== Письменное задание A ==
Ответьте по тексту о стадионе «Маракана» на три вопроса ниже.
(i) Каким стадион «Маракана» назван в первом абзаце?
(ii) За какие месяцы 1950 года приведены данные?
(iii) Сколько матчей указано для 1965 года?
== Письменное задание B ==
Продолжите текст о посещаемости стадиона «Маракана» с того места, где он обрывается.

== Фрагмент источника ==
▬▬▬

Да, Бразилия — это страна мечтаний и легенд. Но это также и золотая страна футбола. Я сохранил нижеследующий документ, который ценится на вес золота. Он содержит данные о наполняемости «Маракана», самого вместительного стадиона мира.

Вот сведения об изменениях футбольной температуры Кариока примерно за двадцать лет.

                                       Количество               Количество

                                         зрителей                     матчей

1950 (с июня по декабрь) 1 623 908                    54

1951                                     2 953136                    82

1952                                     2 486160                    78

1953                                     2 898554                    90

1954                                     2 514 619                   83

1955                                     2 721 403                   90

1956                                     3 262153                    88

1957                                     2 338 686                   92

1958                                     2 426715                    85

1959                                     2 317284                   84

1960                                     2 197793                   82

1961                                     2 239813                   84

1962                                     2 285627                   78

1963                                     2 442926                   89

1964                                     2 308850                   93

1965                                     3 382282                   102

1966                                     1 913315                    69

1967                                     2 280932                    92

1968                                     4 301531                    99

1969 (с января по июнь)    1 972437                    36

Рекорды «Маракана»?

▬▬▬

== Представленные сведения ==
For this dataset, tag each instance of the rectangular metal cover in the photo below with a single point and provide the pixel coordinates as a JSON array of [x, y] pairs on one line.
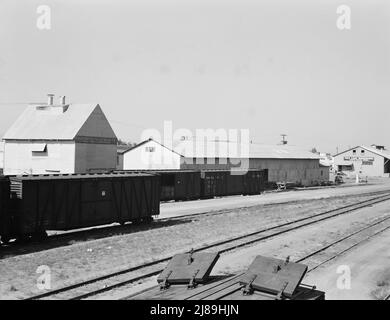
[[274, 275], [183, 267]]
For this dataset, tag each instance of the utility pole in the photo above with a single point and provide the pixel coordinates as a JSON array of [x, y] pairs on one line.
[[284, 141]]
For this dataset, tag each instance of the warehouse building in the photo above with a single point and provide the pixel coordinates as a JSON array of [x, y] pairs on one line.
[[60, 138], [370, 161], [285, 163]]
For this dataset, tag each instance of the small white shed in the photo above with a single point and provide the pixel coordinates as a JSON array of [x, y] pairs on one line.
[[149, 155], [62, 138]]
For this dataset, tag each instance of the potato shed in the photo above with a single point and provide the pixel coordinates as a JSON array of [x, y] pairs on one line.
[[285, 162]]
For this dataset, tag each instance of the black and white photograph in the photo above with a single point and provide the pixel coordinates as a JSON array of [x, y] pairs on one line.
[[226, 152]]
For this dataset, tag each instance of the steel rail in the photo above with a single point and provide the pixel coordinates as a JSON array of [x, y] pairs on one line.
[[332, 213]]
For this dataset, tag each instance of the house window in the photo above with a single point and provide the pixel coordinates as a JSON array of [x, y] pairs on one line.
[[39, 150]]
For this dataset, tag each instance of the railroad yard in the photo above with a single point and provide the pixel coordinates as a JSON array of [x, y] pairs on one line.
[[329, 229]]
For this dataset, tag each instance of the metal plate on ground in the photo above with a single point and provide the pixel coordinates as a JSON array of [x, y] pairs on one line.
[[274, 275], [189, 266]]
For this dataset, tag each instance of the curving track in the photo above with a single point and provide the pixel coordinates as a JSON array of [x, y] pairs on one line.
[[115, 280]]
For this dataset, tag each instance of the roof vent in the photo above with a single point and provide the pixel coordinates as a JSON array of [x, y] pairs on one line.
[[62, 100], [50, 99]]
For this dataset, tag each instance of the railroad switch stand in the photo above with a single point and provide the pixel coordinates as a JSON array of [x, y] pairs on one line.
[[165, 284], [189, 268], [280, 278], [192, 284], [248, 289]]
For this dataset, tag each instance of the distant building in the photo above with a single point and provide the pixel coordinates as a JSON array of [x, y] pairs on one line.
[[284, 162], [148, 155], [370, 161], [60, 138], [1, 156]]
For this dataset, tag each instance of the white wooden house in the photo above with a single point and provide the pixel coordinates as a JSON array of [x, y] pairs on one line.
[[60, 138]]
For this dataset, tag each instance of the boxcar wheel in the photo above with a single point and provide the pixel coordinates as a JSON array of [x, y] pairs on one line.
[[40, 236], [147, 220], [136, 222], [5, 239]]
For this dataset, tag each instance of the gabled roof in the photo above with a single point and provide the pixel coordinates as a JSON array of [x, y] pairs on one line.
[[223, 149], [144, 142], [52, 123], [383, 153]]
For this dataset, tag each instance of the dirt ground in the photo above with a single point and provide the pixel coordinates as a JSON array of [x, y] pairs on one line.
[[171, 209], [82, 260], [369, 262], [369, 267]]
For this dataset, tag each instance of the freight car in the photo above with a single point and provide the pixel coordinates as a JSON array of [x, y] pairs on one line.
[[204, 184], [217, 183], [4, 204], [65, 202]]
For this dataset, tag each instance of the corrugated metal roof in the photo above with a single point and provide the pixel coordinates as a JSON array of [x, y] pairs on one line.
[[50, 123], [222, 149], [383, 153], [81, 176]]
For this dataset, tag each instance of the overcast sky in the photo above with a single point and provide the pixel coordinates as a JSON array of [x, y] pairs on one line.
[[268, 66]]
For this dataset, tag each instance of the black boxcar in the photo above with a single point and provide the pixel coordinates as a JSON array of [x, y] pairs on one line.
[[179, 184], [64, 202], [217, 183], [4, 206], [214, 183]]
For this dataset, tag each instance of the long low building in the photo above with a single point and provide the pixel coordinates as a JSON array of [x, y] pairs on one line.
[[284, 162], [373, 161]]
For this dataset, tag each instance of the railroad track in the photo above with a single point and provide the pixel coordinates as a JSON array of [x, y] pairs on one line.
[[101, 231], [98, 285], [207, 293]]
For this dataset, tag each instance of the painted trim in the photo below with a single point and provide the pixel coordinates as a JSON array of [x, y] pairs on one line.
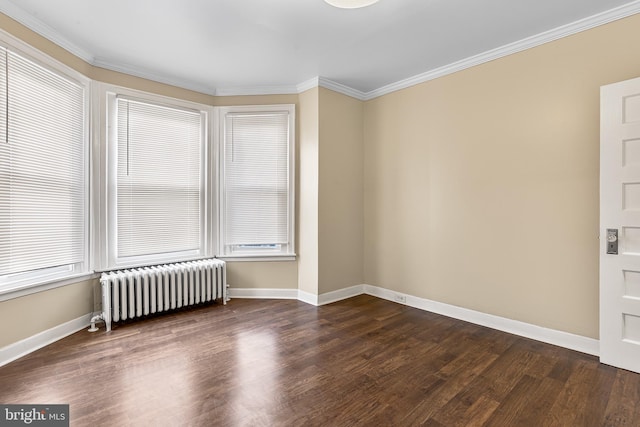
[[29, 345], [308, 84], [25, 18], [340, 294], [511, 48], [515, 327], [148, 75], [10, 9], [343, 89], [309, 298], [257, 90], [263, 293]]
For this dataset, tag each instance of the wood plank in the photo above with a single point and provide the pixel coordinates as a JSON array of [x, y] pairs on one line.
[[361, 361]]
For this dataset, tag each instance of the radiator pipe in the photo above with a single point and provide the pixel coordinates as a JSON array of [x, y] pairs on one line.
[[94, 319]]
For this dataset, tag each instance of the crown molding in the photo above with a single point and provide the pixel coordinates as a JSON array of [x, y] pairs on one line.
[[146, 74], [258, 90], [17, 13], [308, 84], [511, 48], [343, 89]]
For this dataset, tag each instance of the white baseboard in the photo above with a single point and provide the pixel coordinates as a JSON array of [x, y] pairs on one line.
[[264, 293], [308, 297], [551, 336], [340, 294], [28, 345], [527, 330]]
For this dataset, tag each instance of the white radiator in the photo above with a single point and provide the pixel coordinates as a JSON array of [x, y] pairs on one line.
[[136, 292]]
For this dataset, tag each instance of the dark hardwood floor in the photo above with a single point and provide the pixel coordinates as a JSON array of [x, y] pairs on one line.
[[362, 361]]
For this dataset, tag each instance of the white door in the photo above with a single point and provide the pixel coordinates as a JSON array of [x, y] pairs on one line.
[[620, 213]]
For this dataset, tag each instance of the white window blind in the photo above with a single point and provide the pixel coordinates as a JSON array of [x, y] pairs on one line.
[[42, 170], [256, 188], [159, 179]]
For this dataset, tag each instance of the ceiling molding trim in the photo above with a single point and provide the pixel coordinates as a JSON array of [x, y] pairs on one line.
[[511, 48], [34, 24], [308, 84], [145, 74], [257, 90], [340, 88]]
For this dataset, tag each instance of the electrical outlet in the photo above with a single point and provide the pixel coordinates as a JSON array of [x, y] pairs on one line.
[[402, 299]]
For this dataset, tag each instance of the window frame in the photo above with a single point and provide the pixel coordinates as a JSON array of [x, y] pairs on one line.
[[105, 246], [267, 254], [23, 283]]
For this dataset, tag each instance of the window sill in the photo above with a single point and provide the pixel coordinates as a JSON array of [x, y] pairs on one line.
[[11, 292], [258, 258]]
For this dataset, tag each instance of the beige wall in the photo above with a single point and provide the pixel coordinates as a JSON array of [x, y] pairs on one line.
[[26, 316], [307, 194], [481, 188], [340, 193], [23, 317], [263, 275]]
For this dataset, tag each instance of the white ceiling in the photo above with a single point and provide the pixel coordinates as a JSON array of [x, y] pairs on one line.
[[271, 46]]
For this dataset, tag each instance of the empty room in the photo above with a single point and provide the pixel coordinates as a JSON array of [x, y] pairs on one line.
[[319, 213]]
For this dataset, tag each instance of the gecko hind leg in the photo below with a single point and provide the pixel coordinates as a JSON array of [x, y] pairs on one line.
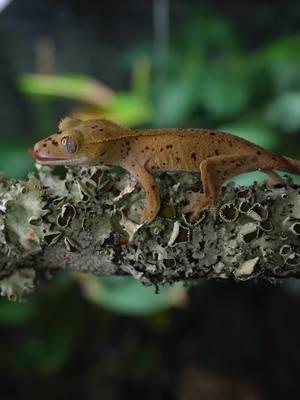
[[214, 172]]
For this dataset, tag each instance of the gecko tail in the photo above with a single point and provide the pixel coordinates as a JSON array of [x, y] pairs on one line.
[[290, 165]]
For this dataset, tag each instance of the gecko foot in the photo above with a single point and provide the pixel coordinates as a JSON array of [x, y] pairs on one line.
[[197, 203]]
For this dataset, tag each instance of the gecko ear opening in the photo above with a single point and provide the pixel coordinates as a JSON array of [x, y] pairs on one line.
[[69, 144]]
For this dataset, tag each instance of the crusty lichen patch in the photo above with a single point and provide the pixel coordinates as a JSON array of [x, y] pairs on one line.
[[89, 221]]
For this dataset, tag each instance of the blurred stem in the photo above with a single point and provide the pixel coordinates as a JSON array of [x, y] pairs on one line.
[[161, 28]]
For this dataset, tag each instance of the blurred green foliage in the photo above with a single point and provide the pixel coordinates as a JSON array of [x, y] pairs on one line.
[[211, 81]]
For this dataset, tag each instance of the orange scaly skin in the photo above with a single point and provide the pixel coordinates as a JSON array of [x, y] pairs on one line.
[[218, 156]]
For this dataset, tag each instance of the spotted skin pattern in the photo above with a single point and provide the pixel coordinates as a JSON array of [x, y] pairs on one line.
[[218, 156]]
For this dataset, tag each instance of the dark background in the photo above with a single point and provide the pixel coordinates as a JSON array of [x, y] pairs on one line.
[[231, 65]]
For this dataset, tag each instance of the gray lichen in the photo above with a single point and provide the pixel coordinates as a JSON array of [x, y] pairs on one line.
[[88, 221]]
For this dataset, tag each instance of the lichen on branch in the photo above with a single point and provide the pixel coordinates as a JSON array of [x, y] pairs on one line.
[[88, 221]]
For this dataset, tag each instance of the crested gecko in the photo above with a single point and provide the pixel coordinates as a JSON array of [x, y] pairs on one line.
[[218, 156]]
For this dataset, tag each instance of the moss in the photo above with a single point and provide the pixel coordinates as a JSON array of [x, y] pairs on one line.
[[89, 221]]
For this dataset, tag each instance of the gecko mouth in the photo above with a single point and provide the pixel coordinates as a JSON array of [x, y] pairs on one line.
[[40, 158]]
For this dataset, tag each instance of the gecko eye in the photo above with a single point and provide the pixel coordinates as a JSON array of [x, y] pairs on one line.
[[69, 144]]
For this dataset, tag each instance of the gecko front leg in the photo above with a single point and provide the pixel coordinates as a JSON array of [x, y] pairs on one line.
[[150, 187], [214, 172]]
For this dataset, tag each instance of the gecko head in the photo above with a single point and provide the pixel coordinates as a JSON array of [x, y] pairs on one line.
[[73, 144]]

▬▬▬

== Письменный ответ A ==
(i) Он назван самым вместительным стадионом мира.
(ii) Данные приведены с июня по декабрь.
(iii) Для 1965 года указано 102 матча.

== Письменный ответ B ==
1. «Фламенго» — «Флуминенсе» (15 декабря 1963 года) — 177 656 зрителей.

2. Бразилия — Парагвай (1954 год) — 174 599 зрителей.

3. Бразилия — Уругвай (1950 год) — 173 830 зрителей.

4. «Фламенго» — «Флуминенсе» (15 июня 1969 года) — 171 599 зрителей.

5. Бразилия — Испания (1950 год) — 132 260 зрителей.

6. «Фламенго» — «Ботафого» (1 июня 1968 года) — 149 191 зрителей.

Просто глазам не верится, не правда ли?

БАТТЕ И СНЕЛЛА

Многие пытались ответить на вопрос, что такое идеальный тренер. Вопрос этот весьма деликатный. За время своей карьеры я записал несколько ответов. Самый лучший среди них, по-моему, принадлежит Флориану Альберту: «Идеальный тренер ничего не навязывает, но заставляет все понять. Он внушает своим игрокам, что его теория хороша. Он умеет вообразить ход матча».

Может ли французский тренер работать в нормальной обстановке? Да, в исключительных случаях. Нет, в подавляющей части остальных.

Организационная структура французского футбола как в клубах, так и в национальной сборной весьма хрупкая. Будущее всегда тесно связано с ближайшим результатом, который необходимо достичь, чтобы сбалансировать общий бюджет. Это осложняет положение тренера. Вместо того чтобы, совершенствовать свою команду, ему приходится идти на уступки руководителям. Чтобы сохранить за собой место, он часто вынужден добиваться результата любой ценой, иначе ему угрожает отставка. Это наносит вред совершенствованию игроков, а значит, и зрелищной стороне футбола. Команда не создается за один день!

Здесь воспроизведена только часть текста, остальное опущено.